→ **Problem statement**
Repeat, without any change, the entries presented below.

Saved entries:
------------------------------------------------------------------------
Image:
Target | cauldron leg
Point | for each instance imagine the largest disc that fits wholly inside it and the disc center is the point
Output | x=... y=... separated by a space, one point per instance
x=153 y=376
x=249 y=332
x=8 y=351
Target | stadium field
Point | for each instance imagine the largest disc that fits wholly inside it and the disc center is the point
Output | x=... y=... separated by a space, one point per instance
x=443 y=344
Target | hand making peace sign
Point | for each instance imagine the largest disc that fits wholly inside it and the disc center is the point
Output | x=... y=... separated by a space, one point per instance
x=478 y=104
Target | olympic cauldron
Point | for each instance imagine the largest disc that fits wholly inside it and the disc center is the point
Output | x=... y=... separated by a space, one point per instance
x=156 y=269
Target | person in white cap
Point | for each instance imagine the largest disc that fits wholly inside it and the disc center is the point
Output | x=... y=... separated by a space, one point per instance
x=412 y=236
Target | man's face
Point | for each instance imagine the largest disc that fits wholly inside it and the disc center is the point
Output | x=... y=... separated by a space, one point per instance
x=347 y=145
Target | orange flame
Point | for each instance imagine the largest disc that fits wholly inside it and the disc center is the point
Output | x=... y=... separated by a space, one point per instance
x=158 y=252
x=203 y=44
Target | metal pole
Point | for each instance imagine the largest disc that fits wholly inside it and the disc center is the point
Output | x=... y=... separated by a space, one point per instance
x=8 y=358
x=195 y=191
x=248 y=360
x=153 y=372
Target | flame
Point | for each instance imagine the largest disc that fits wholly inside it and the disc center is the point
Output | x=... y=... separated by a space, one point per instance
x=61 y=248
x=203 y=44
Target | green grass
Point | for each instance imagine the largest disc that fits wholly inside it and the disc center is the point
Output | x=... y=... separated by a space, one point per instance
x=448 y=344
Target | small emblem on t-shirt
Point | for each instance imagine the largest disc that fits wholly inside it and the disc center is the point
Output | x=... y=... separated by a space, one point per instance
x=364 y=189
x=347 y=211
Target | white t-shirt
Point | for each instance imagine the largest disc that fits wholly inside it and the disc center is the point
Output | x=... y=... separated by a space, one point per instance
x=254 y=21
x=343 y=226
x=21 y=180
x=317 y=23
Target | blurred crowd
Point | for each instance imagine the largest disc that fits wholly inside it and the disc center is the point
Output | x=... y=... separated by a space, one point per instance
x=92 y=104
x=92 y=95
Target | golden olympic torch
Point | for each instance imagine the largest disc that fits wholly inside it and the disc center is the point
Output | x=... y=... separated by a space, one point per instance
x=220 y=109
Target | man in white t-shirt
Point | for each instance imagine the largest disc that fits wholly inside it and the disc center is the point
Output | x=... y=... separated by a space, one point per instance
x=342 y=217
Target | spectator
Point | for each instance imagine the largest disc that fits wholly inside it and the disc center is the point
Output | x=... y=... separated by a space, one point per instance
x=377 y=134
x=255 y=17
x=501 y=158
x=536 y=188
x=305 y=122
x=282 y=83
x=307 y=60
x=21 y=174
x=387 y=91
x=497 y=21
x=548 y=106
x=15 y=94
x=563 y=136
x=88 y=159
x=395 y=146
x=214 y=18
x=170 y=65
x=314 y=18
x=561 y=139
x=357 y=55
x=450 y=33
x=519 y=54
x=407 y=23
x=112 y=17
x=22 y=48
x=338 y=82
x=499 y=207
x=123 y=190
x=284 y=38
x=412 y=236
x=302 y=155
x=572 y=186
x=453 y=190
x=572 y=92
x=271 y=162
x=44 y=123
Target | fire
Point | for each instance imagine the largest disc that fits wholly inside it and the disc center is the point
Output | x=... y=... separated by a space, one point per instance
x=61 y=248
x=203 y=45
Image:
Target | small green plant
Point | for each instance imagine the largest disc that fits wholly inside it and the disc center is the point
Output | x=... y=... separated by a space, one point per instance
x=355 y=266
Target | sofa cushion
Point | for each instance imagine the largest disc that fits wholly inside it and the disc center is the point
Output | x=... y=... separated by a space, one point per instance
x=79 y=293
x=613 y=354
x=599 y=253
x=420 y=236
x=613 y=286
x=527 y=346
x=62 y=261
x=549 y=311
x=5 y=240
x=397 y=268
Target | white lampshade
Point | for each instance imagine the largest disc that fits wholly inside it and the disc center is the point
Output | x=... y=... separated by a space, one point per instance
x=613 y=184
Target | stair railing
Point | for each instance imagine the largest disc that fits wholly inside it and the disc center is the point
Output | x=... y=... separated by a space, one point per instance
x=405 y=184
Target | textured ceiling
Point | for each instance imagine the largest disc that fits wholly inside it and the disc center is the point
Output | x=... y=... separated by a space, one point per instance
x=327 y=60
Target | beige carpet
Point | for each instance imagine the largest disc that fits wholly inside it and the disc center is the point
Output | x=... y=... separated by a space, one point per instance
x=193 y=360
------------------------------------------------------------------------
→ **Completed task**
Image:
Target | cauldron leg
Point | for each instance imagine the largest disc that fits wholly inside it and the disc center is the point
Output | x=... y=... separated by a space, one point per instance
x=153 y=376
x=249 y=332
x=8 y=351
Target | stadium field
Point | for each instance imagine the largest disc that fits wholly inside it and the disc center is the point
Output | x=... y=... separated by a space, one point per instance
x=443 y=344
Target | hand making peace sign
Point | for each instance imagine the largest disc that fits wholly inside it and the disc center is the point
Output | x=... y=... separated by a space, one point per instance
x=478 y=104
Target | olympic cauldron
Point | for each instance imagine the largest disc that fits wholly inside it and the disc center is the point
Output | x=... y=... separated by a space, one point per instance
x=156 y=269
Target | person in white cap
Point | for each instance imagine the largest disc that fits wholly inside it and the disc center is the point
Output | x=... y=... separated by a space, one point per instance
x=412 y=236
Target | man's face
Point | for each instance imagine the largest disc that fits wholly inside it and the disc center is the point
Output | x=... y=... separated by a space, one point per instance
x=347 y=145
Target | orange flame
Point | for each instance imagine the largest disc that fits wholly inside it and the disc center is the point
Output | x=... y=... separated by a space, one point per instance
x=158 y=252
x=203 y=44
Target | metal pole
Point | for each instance imagine the largest disc that fits wholly inside it and the disc center is the point
Output | x=... y=... separated by a space, one point per instance
x=8 y=358
x=195 y=191
x=248 y=360
x=153 y=372
Target | flame
Point | for each instance imagine the largest disc that fits wholly inside it and the disc center is the point
Output | x=... y=... separated by a space, one point per instance
x=61 y=248
x=203 y=44
Target | green grass
Point | for each instance imagine the largest disc that fits wholly inside it and the disc center is the point
Output | x=... y=... separated by a space, one point per instance
x=448 y=344
Target | small emblem on t-shirt
Point | for each instance imagine the largest disc that fits wholly inside it and the disc center is the point
Output | x=... y=... separated by a space, one point per instance
x=364 y=189
x=347 y=211
Target | white t-shirt
Point | for each instance imagine the largest disc that fits wholly inside it and the disc center is the point
Output | x=... y=... separated by a space, one point per instance
x=254 y=21
x=343 y=226
x=21 y=180
x=317 y=23
Target | blurred crowd
Point | for each instance imagine the largest disc that fits wholly inside it and the disc center is the point
Output | x=... y=... separated by a space, one point per instance
x=92 y=104
x=92 y=95
Target | golden olympic torch
Point | for each instance imagine the largest disc that fits wholly inside it and the disc center is the point
Output | x=... y=... separated by a space, one point per instance
x=220 y=109
Target | man in white t-shirt
Point | for each instance imagine the largest disc that fits wholly inside it and the disc center is the point
Output | x=... y=... separated by a space, one point per instance
x=342 y=217
Target | spectator
Point | for each instance imagine the largest disc that fits wholly inside it and the disc center is the point
Output | x=... y=... separated by a space, one point per instance
x=377 y=134
x=255 y=17
x=501 y=158
x=536 y=188
x=305 y=122
x=282 y=83
x=307 y=60
x=21 y=174
x=387 y=91
x=497 y=21
x=548 y=106
x=15 y=94
x=563 y=136
x=88 y=159
x=395 y=146
x=214 y=18
x=170 y=65
x=314 y=18
x=561 y=139
x=357 y=55
x=450 y=33
x=519 y=54
x=407 y=23
x=112 y=17
x=22 y=48
x=338 y=82
x=499 y=207
x=123 y=190
x=284 y=38
x=412 y=236
x=302 y=155
x=572 y=186
x=453 y=190
x=572 y=92
x=271 y=162
x=44 y=123
Target | fire
Point | for each instance imagine the largest disc that fits wholly inside it and the disc center is the point
Output | x=... y=... separated by a space, one point per instance
x=61 y=248
x=203 y=45
Image:
Target | small green plant
Point | for each instance imagine the largest disc that fits wholly inside it and the disc center is the point
Output | x=... y=... separated by a space, one point per instance
x=355 y=266
Target | sofa cushion
Point | for each instance imagine the largest disc that fits wholly inside it and the disc center is the point
Output | x=... y=... separated by a space, one point per instance
x=79 y=293
x=613 y=354
x=599 y=253
x=420 y=236
x=613 y=286
x=527 y=346
x=62 y=261
x=549 y=311
x=5 y=240
x=397 y=268
Target | white lampshade
Point | for each instance imagine the largest disc that fits wholly inside it and the disc center is the point
Output | x=... y=... separated by a space, one point per instance
x=613 y=184
Target | stair railing
Point | for each instance imagine the largest disc that fits wholly inside it and the disc center is the point
Output | x=... y=... separated by a space, one point per instance
x=405 y=184
Target | textured ceiling
Point | for each instance imagine the largest disc that fits wholly inside it and the disc center is the point
Output | x=... y=... separated by a space, one point per instance
x=327 y=60
Target | beige carpet
Point | for each instance imagine the largest disc that fits wholly inside it and the disc center is the point
Output | x=... y=... separated by a space, one point per instance
x=193 y=360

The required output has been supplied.